## EXTRACT TO READ
A pool of DKK 100 million is supporting 33 new research projects aimed at improving a wide range of areas within psychiatry. The funding comes from Independent Research Fund Denmark, and three researchers at Health have received a share in the grants.

The new research projects will help to ensure that people with mental disorders receive high-quality initiatives and they will strengthen research into preventing and treating distress and mental disorders.
The new research projects will help to ensure that people with mental disorders receive high-quality initiatives and they will strengthen research into preventing and treating distress and mental disorders.

Three researchers from Health at Aarhus University are among the recipients of a new round of grants from Independent Research Fund Denmark (IRDF) for research into the prevention and treatment of psychiatric issues such as eating disorders, psychiatric medication during breast-feeding, depression and the use of coercive measures in psychiatric treatment.

## TASK PROMPT
Do these statements agree with the text on psychiatry research grants? Answer yes or no for each and quote the deciding words. (a) The DKK 100 million pool supports 33 new research projects. (b) Five researchers at Health received a share of the grants. (c) The funding comes from Aarhus University.

## EXTRACTED INFORMATION
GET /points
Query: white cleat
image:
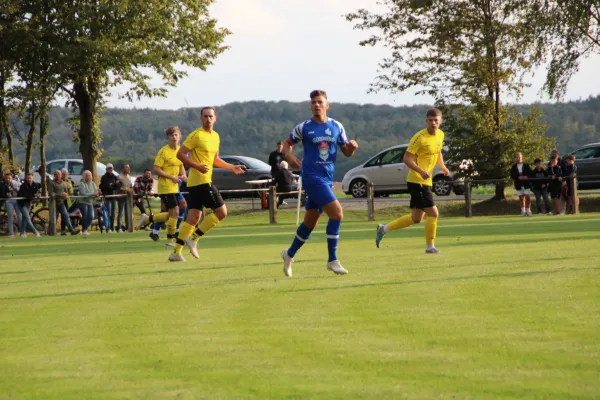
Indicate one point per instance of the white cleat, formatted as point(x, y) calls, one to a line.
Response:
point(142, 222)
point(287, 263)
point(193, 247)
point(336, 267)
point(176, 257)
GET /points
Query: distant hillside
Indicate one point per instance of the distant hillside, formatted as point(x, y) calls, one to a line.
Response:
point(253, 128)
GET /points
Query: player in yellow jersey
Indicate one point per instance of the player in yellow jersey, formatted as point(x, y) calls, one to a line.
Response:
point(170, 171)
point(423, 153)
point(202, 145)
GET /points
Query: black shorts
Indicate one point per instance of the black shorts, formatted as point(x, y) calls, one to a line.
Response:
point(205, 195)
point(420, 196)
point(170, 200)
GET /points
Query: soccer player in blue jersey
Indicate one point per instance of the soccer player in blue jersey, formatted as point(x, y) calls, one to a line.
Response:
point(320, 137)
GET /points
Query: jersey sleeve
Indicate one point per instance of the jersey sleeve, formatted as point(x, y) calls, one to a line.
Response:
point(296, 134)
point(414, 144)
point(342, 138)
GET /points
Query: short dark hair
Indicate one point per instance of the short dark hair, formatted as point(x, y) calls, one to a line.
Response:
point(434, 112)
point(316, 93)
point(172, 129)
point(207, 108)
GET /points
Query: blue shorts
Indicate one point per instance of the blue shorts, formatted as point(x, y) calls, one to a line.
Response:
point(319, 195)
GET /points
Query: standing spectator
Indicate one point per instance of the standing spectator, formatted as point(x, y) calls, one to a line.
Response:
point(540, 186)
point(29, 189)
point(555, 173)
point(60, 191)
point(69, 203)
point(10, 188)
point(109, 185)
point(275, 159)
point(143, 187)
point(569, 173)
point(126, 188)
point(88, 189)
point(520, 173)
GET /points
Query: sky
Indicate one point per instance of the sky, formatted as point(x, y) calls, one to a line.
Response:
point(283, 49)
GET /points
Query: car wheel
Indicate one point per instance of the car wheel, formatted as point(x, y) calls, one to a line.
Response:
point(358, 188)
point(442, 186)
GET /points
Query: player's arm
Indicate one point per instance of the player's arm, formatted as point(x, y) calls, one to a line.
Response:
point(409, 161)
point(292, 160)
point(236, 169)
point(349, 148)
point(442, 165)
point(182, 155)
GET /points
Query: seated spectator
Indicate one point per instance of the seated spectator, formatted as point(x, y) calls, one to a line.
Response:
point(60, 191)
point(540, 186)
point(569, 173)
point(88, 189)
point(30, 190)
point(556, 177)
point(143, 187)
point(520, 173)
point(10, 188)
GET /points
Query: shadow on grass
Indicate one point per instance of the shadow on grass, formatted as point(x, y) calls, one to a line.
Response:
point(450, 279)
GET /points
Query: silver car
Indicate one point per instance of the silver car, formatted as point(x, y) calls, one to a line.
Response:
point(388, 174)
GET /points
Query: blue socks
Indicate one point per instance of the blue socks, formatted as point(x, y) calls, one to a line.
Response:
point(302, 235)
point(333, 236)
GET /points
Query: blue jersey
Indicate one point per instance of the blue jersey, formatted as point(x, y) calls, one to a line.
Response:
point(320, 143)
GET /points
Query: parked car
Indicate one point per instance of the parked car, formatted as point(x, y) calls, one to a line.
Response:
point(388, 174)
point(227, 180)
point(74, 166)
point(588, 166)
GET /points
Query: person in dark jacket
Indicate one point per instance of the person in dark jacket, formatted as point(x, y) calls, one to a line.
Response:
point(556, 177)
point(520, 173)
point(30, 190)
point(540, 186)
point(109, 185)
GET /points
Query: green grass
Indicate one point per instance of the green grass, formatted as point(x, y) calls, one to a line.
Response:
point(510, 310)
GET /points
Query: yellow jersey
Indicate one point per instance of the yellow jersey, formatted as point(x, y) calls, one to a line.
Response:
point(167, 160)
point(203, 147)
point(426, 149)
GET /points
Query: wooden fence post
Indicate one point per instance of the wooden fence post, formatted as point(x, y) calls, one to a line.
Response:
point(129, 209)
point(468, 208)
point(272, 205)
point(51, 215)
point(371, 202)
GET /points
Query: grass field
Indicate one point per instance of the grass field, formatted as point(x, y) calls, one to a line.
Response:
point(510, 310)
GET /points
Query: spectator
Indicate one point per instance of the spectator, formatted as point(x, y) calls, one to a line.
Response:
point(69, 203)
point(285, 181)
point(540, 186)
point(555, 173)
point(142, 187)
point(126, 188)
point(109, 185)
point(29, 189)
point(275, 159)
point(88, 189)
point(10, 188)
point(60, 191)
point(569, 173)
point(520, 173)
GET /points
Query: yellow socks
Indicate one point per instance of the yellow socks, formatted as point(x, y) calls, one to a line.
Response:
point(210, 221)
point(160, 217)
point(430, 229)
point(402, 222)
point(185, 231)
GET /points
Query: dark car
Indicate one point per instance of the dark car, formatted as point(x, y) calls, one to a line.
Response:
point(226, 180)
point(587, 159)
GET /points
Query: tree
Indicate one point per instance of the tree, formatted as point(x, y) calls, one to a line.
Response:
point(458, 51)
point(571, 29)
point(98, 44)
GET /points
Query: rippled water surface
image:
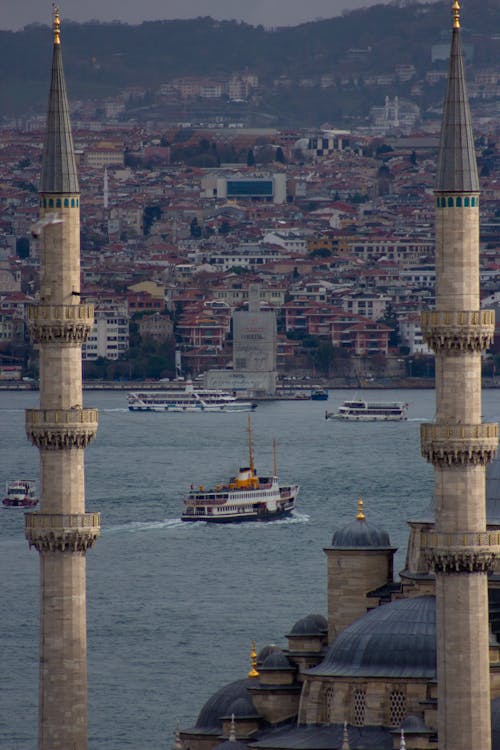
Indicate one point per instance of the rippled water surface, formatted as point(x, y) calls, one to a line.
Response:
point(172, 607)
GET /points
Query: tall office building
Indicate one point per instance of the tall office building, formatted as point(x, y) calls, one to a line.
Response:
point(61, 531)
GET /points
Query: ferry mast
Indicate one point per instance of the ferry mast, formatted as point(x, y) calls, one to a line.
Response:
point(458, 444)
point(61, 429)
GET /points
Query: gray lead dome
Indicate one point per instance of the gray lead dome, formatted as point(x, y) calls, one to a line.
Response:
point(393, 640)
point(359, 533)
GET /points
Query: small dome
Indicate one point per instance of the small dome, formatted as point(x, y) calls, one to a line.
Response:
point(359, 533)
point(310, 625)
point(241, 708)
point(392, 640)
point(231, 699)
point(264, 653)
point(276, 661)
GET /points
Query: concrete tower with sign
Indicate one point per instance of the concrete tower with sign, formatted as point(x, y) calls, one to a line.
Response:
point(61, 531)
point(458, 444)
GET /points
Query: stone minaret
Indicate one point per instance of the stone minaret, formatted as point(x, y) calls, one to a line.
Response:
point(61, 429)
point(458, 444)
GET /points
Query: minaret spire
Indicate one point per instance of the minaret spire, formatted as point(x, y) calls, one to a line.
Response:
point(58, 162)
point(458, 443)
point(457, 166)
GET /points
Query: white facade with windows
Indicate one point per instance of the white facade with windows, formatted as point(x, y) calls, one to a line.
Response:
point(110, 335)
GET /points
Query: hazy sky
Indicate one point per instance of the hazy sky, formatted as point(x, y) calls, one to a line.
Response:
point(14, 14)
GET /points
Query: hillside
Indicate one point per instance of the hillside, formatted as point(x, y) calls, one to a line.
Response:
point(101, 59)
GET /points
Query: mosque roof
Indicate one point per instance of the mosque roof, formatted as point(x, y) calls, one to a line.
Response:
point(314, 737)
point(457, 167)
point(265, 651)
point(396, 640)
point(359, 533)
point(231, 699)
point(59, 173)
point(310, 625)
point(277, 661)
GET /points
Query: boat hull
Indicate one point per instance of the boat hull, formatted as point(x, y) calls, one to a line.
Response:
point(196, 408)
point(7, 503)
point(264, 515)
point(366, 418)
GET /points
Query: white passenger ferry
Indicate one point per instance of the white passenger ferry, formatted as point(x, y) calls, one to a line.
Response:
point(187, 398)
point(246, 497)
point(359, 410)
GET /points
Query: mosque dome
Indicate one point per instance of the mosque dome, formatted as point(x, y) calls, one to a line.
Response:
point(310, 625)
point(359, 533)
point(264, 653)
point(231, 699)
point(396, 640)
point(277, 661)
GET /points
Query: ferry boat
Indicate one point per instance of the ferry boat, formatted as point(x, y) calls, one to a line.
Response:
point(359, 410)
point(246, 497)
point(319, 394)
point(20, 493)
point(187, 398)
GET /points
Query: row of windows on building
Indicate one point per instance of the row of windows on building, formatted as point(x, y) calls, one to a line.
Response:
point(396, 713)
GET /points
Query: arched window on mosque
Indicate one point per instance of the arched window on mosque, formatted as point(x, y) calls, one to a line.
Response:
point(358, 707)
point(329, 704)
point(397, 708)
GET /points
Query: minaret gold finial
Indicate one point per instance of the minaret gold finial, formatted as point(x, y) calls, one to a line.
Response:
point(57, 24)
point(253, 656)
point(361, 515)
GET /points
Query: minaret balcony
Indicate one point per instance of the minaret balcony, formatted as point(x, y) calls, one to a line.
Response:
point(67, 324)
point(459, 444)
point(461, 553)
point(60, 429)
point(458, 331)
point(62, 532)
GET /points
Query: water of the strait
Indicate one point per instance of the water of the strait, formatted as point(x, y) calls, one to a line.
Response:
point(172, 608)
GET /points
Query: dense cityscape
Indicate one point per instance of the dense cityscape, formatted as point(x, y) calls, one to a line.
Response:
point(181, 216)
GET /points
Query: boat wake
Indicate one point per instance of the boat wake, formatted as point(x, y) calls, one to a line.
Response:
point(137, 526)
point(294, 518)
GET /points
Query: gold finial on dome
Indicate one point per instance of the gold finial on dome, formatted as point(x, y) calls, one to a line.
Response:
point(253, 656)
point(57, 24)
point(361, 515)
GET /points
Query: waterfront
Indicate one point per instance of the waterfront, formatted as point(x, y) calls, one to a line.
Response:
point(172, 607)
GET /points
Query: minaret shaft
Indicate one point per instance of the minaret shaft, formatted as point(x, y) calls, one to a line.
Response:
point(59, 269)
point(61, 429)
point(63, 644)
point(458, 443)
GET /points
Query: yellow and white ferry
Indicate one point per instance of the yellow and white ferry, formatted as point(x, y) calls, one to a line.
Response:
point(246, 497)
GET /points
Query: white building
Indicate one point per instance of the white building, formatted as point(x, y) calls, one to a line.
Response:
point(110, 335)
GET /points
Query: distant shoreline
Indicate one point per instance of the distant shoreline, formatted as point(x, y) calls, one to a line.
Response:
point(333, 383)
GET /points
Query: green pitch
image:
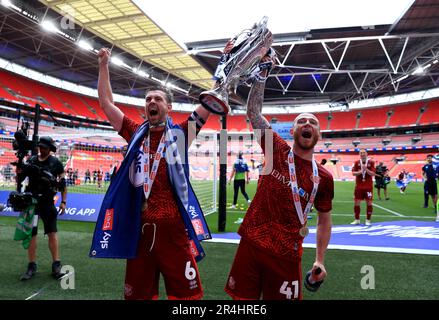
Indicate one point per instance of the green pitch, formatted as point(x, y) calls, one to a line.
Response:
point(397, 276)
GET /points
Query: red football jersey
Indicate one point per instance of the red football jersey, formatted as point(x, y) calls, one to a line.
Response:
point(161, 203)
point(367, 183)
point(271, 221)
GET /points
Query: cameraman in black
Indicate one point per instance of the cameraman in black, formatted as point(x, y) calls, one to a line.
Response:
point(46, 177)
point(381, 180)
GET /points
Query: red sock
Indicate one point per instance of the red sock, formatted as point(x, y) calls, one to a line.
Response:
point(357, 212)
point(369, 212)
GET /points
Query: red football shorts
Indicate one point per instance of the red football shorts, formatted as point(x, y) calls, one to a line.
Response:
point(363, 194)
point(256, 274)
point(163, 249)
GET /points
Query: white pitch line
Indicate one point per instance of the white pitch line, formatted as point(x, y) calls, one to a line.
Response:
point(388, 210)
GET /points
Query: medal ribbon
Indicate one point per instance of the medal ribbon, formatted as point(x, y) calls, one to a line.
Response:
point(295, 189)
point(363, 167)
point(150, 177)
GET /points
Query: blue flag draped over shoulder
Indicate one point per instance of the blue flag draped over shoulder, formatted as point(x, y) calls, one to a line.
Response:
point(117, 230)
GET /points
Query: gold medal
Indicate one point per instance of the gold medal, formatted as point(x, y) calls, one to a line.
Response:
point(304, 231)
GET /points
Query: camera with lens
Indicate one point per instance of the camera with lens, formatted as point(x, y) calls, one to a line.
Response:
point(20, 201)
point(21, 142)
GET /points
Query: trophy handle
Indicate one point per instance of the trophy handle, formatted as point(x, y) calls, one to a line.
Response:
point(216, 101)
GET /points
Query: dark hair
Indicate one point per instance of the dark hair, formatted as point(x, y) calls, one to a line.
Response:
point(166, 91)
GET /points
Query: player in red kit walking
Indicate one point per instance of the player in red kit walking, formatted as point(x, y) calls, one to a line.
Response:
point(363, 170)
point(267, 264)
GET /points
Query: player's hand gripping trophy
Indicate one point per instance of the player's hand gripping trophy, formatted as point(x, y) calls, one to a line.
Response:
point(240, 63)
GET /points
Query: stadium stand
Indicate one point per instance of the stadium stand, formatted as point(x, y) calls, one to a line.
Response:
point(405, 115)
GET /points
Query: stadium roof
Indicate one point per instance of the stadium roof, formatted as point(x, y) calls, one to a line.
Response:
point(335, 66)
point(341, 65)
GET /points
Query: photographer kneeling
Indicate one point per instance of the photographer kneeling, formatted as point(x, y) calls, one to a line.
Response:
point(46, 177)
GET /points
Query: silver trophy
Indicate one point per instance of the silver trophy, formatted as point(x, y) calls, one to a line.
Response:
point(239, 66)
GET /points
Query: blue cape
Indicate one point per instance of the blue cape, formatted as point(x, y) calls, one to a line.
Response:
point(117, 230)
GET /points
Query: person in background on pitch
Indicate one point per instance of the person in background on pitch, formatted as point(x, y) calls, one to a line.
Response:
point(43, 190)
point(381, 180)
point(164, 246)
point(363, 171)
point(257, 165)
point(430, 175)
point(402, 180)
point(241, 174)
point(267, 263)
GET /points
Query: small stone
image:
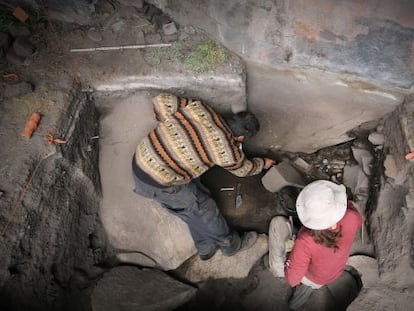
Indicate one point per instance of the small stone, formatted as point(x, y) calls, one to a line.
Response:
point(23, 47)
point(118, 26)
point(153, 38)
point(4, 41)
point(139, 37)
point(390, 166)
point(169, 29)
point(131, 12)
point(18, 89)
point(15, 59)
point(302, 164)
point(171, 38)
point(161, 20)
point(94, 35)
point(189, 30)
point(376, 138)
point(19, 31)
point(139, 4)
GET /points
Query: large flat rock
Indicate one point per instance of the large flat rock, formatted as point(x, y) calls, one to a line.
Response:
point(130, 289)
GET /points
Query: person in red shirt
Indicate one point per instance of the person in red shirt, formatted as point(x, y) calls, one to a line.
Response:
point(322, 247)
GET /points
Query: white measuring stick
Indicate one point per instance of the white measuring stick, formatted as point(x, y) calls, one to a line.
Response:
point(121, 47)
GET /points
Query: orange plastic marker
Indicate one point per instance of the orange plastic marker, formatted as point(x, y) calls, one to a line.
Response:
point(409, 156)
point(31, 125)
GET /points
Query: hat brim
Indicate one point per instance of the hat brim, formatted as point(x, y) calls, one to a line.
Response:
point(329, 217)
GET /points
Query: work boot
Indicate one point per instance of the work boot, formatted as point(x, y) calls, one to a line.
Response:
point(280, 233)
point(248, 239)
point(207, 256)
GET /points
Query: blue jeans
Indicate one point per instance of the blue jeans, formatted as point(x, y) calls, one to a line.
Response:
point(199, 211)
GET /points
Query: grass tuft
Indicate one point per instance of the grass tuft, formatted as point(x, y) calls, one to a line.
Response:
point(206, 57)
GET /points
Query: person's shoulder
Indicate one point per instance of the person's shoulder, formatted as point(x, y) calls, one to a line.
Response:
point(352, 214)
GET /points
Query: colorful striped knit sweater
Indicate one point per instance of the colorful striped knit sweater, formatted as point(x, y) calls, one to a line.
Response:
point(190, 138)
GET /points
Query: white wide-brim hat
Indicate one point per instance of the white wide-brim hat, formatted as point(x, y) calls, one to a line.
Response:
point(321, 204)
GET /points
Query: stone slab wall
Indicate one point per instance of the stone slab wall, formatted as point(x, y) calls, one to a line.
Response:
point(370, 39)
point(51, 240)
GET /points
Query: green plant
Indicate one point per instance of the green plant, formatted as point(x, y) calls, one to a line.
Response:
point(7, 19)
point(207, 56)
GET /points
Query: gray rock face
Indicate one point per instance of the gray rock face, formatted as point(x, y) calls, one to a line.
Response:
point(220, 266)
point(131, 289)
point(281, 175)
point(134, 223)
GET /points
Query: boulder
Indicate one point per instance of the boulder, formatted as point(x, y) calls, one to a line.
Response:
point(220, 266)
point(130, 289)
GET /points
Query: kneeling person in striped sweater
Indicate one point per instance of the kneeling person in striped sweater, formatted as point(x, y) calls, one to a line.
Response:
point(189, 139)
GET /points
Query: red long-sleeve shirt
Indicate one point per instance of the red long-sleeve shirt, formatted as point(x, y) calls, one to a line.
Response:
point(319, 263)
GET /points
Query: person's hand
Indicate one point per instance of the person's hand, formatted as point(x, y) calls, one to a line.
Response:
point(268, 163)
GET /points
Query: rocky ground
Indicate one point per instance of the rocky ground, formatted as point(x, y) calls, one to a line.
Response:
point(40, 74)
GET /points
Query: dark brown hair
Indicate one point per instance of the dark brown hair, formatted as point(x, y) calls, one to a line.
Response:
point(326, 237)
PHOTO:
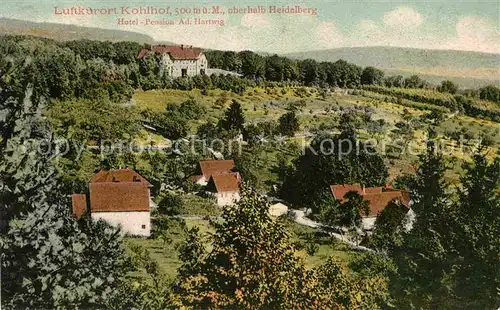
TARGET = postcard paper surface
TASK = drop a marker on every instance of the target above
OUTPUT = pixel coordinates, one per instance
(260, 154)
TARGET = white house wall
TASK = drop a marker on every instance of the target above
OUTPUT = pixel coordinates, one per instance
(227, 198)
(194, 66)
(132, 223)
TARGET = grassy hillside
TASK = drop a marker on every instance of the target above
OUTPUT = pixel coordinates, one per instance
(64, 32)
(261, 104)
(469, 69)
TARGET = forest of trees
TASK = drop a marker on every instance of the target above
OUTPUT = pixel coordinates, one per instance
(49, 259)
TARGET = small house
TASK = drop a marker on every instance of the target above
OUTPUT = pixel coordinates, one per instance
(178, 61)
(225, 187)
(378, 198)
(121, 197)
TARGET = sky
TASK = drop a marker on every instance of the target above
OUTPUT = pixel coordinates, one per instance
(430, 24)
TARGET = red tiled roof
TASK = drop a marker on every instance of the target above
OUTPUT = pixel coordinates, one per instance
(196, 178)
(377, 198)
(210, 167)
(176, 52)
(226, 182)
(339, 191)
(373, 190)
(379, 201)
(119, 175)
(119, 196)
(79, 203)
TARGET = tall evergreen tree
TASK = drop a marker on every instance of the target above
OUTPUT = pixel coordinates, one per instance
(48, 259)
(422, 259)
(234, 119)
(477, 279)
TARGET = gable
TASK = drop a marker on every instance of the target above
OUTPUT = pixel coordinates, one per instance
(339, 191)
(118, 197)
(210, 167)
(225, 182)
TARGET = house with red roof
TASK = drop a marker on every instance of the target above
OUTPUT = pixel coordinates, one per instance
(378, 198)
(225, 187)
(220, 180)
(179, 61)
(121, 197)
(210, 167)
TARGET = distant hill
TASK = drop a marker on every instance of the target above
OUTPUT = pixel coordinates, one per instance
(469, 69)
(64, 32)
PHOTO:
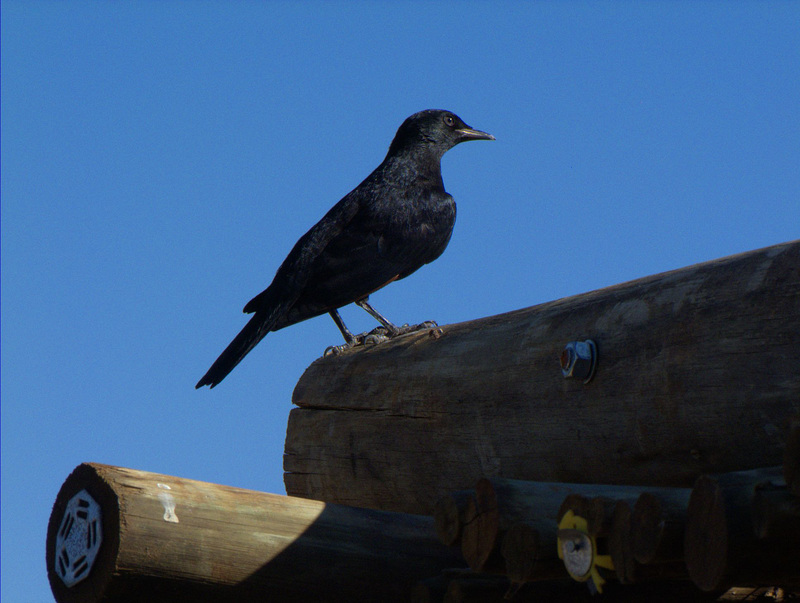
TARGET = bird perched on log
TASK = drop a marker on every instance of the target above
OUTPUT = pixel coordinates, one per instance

## TASK OUTPUT
(a) Yes: "A pool of DKK 100 million is supporting 33 new research projects"
(b) No: "three researchers at Health have received a share in the grants"
(c) No: "The funding comes from Independent Research Fund Denmark"